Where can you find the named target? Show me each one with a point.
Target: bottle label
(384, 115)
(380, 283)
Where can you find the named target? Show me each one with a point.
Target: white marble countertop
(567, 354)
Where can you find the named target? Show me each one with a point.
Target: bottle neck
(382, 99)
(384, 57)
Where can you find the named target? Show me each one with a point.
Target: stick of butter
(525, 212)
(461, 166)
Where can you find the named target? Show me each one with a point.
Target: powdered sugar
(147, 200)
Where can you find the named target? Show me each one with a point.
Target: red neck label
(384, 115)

########

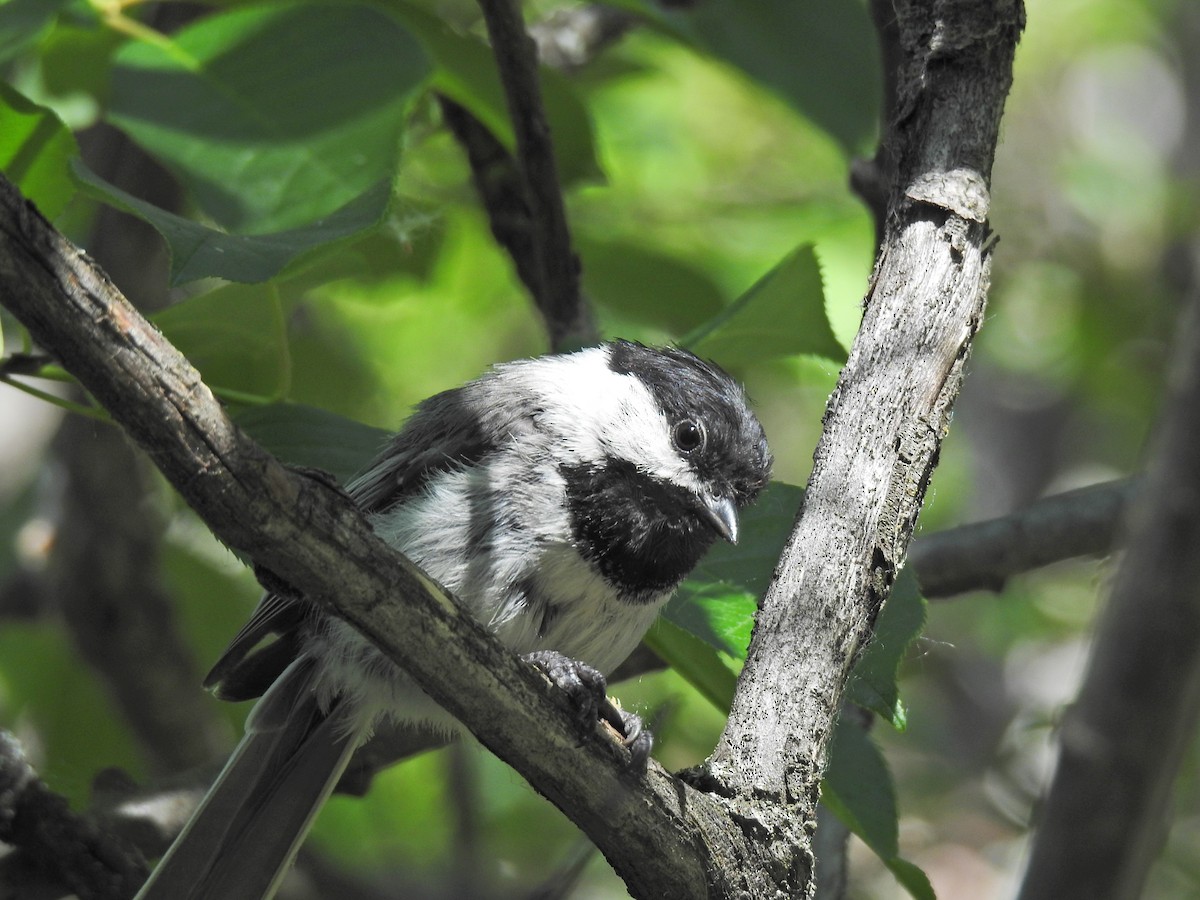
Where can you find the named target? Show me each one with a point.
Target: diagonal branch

########

* WORK TO DO
State how many lines in the listing above contain the word "bottle". Provide only the number.

* WRITTEN SOLUTION
2